EXERCISE OBJECTIVE:
Among the records below, one line contains "Could you point out the leaf with"; copy that line and all that follow it, exactly as written.

INPUT RECORDS:
Segment Open

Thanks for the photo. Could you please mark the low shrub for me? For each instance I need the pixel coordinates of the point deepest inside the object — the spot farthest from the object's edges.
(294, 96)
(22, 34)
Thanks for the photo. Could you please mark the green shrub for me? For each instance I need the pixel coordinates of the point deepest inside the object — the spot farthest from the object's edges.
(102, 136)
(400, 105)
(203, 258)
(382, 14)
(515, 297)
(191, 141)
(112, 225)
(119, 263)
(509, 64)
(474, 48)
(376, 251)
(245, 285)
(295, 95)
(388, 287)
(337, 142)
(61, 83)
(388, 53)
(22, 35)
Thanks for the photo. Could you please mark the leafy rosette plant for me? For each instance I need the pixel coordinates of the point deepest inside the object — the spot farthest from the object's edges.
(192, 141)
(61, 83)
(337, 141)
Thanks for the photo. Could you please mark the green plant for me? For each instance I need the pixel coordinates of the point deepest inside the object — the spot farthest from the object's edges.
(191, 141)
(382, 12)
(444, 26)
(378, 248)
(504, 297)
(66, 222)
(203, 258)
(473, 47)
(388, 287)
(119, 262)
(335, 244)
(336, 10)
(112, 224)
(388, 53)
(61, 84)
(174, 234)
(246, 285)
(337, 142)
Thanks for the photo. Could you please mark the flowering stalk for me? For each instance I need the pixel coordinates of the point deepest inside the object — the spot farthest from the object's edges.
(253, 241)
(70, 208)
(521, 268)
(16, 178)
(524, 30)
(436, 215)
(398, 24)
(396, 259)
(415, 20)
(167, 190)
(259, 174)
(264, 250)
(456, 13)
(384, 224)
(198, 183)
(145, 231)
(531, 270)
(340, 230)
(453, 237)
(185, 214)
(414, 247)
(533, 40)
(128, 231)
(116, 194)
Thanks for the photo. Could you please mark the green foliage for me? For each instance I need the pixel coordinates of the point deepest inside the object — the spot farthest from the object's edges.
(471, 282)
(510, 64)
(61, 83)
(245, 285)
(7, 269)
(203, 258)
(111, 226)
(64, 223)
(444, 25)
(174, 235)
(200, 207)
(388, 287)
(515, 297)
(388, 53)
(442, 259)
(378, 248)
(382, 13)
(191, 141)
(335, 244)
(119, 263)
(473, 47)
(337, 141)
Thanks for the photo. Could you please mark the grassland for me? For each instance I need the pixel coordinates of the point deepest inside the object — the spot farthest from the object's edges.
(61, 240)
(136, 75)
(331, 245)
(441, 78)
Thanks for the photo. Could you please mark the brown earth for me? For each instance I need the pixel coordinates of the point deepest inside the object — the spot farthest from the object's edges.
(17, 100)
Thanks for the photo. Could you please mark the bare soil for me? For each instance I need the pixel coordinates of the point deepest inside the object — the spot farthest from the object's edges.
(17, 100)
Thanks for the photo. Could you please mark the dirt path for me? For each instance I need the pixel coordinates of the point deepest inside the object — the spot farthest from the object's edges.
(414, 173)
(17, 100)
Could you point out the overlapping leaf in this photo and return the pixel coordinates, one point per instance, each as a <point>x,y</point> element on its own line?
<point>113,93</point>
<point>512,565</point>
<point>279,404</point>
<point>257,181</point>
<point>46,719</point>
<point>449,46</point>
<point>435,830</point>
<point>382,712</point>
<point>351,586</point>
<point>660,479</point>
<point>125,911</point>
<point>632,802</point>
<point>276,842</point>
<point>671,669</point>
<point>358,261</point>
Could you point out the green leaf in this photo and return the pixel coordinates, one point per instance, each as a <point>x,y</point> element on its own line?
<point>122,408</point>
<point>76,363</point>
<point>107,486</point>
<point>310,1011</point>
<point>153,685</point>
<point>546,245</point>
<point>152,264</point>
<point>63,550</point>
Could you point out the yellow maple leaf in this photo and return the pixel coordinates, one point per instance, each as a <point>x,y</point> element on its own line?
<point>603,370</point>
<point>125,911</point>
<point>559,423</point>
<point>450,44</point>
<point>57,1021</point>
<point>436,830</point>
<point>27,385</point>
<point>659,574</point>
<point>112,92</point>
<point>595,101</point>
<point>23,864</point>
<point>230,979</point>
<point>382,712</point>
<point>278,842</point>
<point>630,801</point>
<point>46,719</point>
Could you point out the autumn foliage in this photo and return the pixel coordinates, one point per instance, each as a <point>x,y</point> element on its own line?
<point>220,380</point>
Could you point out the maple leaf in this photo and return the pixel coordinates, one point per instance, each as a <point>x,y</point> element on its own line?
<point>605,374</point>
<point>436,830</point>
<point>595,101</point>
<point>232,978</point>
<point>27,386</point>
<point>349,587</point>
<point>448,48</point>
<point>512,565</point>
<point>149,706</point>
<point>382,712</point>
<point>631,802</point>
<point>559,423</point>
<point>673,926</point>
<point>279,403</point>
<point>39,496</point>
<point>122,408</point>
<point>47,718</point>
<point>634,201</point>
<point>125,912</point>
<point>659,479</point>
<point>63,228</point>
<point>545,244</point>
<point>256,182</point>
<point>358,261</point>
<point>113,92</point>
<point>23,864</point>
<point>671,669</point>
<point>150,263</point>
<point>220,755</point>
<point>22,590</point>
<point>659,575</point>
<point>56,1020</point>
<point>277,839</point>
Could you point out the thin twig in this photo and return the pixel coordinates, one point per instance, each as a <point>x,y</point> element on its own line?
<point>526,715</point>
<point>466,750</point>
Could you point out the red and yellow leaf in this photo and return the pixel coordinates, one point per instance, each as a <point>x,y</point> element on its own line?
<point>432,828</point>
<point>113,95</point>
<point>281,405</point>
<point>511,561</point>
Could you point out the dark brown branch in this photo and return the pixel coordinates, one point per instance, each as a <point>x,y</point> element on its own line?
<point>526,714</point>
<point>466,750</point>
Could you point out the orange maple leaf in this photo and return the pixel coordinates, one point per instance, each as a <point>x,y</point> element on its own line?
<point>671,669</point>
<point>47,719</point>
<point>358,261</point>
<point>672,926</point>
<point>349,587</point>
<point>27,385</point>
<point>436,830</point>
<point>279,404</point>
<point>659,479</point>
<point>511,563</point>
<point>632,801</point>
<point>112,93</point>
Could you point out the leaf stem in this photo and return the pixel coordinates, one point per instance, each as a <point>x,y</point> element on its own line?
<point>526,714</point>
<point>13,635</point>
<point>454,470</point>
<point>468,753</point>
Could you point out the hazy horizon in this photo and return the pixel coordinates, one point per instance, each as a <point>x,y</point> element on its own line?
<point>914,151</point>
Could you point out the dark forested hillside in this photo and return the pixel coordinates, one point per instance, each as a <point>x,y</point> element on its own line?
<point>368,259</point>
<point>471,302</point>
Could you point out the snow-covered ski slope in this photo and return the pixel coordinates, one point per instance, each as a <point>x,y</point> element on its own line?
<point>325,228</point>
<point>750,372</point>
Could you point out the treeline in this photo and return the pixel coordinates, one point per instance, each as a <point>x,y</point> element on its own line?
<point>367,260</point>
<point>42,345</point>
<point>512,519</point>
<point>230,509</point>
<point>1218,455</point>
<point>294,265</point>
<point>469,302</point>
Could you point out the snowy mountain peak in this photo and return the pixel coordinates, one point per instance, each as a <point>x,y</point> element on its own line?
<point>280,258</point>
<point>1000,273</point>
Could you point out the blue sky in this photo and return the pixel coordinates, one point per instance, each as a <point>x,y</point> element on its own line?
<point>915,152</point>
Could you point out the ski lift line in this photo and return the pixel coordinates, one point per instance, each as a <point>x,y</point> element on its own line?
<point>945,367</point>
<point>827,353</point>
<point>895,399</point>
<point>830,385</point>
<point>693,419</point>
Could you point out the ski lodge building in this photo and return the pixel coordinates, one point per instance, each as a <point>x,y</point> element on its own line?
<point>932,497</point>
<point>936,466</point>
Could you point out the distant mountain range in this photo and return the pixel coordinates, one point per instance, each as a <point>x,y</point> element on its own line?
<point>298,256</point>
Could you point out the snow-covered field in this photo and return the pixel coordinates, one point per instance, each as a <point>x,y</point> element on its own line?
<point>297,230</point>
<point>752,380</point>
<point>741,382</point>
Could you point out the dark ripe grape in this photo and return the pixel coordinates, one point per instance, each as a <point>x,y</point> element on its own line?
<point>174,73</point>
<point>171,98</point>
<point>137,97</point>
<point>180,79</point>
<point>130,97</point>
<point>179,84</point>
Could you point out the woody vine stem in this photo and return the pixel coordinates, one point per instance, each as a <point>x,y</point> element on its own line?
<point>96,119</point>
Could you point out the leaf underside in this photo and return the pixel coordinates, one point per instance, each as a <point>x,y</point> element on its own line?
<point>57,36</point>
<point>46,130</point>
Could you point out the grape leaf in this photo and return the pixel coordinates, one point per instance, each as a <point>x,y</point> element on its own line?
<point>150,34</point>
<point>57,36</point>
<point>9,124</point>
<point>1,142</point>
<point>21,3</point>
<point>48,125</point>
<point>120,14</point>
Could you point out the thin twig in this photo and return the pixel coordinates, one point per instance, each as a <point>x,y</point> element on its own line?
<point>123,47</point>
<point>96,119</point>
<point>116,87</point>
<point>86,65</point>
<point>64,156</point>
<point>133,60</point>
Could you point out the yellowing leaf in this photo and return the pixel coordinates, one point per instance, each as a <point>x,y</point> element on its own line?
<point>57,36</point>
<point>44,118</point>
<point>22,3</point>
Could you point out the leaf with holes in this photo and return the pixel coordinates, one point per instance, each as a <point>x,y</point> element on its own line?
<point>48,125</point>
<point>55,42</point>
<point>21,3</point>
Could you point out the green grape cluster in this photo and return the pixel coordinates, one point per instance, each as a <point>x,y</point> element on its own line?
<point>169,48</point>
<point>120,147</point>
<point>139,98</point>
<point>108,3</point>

Segment Closed

ANSWER:
Could you point out the leaf with holes in this photo and return the pixel coordinates, one point per instance, each as a <point>x,y</point> element on its own line?
<point>48,125</point>
<point>55,42</point>
<point>21,3</point>
Could you point out the green grape cluster in this photo and return the pixel coordinates, one point per instance, each as a <point>x,y</point> element on its own line?
<point>169,48</point>
<point>120,147</point>
<point>139,98</point>
<point>108,3</point>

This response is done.